'''

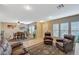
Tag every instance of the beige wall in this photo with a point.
(8, 32)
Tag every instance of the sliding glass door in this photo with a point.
(75, 29)
(56, 30)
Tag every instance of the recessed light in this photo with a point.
(41, 21)
(27, 7)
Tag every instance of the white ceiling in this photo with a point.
(15, 12)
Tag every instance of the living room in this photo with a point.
(25, 29)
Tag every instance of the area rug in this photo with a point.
(42, 49)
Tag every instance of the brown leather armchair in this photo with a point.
(66, 44)
(48, 39)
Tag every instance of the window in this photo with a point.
(63, 29)
(56, 30)
(75, 29)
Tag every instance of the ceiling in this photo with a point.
(17, 12)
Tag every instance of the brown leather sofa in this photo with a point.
(66, 44)
(48, 39)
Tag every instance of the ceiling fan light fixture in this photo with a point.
(27, 7)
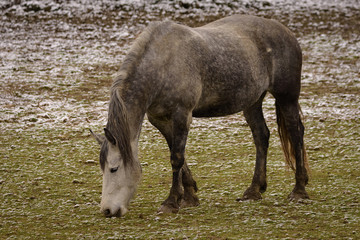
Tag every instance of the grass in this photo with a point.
(51, 190)
(50, 179)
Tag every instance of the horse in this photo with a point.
(173, 73)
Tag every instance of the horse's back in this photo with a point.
(223, 67)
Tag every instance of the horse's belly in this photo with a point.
(217, 105)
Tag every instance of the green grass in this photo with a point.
(50, 179)
(51, 190)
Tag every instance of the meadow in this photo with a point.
(56, 68)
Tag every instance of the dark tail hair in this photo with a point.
(287, 146)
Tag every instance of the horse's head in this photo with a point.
(120, 179)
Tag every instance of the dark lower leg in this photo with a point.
(261, 135)
(189, 198)
(295, 129)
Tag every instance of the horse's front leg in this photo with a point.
(180, 128)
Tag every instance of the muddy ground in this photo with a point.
(57, 62)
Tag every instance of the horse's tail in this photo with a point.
(286, 143)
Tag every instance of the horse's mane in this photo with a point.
(118, 123)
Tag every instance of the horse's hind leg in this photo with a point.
(255, 119)
(292, 134)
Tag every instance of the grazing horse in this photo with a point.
(173, 73)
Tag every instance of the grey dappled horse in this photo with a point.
(173, 73)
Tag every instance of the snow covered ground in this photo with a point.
(57, 59)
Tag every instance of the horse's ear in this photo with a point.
(109, 136)
(99, 138)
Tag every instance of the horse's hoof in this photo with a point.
(298, 195)
(189, 203)
(164, 209)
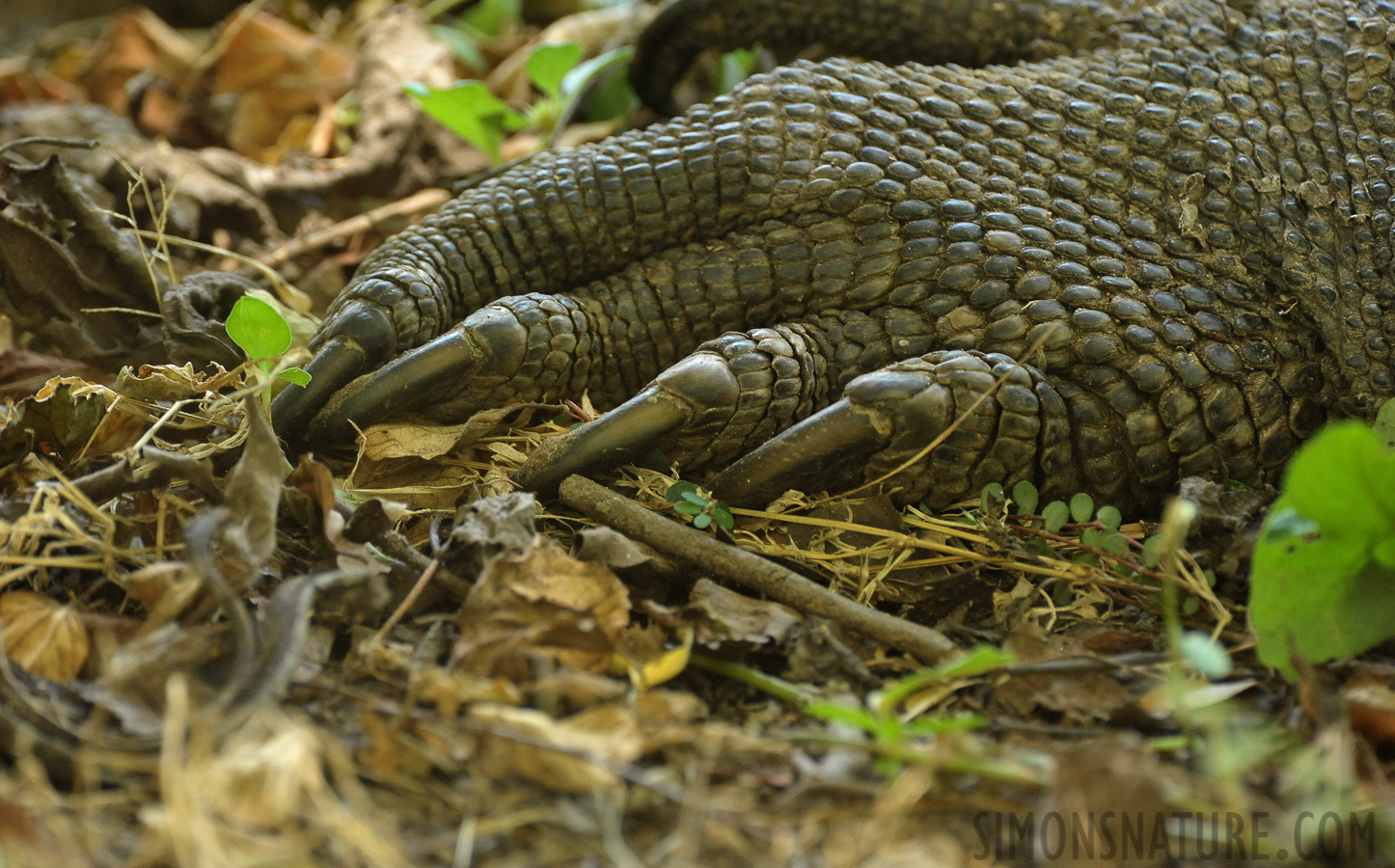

'''

> [PROBLEM DESCRIPTION]: Above are the records; copy every one of them exactly and omit the images.

> [EXERCISE RESULT]:
Tag every instance of the beige wall in this photo with a point.
(8, 32)
Tag every instance of the sliding glass door in this photo with a point.
(75, 29)
(56, 30)
Tag every instance of the recessed light in this photo with a point.
(41, 21)
(27, 7)
Tag every instance of the white ceiling in this photo with a point.
(15, 12)
Tag every instance of the living room in this photo with a point.
(25, 29)
Tag every instance of the area rug in this photo with a point.
(42, 49)
Tag every instance of the brown leather armchair in this photo with a point.
(66, 44)
(48, 39)
Tag every instance of the window in this photo with a point.
(63, 29)
(56, 30)
(75, 29)
Tag every instance of the ceiling in this photo with a point.
(17, 12)
Tag every instance of the brown leather sofa in this photo with a point.
(66, 44)
(48, 39)
Tag every instance of the ceiling fan light fixture in this photo with a point.
(27, 7)
Tag every instance of the grass in this photo with a point.
(51, 190)
(50, 179)
Tag every instance of the horse in this photo with a point.
(173, 73)
Tag every instance of the horse's back in this photo with a point.
(223, 67)
Tag every instance of the horse's belly in this photo with a point.
(217, 105)
Tag every instance of the green grass in this photo with a point.
(50, 179)
(51, 190)
Tag every instance of the meadow in this photo with a point.
(56, 68)
Tag every instance of the dark tail hair in this photo with a point.
(287, 146)
Tag every instance of the horse's head in this photo with a point.
(120, 179)
Tag every instance of the dark lower leg in this photo with a point.
(261, 135)
(189, 198)
(295, 129)
Tag every instance of the horse's front leg in this photo with a point.
(180, 128)
Tag every instance of the muddy ground in this photo with a point.
(57, 62)
Tag every instance of the horse's tail in this photo with a point.
(286, 143)
Tag every instance of the horse's mane in this photo with a point.
(118, 123)
Tag every instance of the horse's hind leg in this photo with a point.
(255, 119)
(292, 134)
Tag every instance of the grazing horse in this photo with a point.
(173, 73)
Tag every instance of the grey dappled horse in this photo with a point.
(173, 73)
Tag every instance of the snow covered ground in this photo with a point.
(57, 59)
Tag every instance of the horse's ear in this photo with a point.
(109, 136)
(99, 138)
Tag every instance of the horse's hoof in this photo with a point.
(298, 195)
(189, 203)
(164, 209)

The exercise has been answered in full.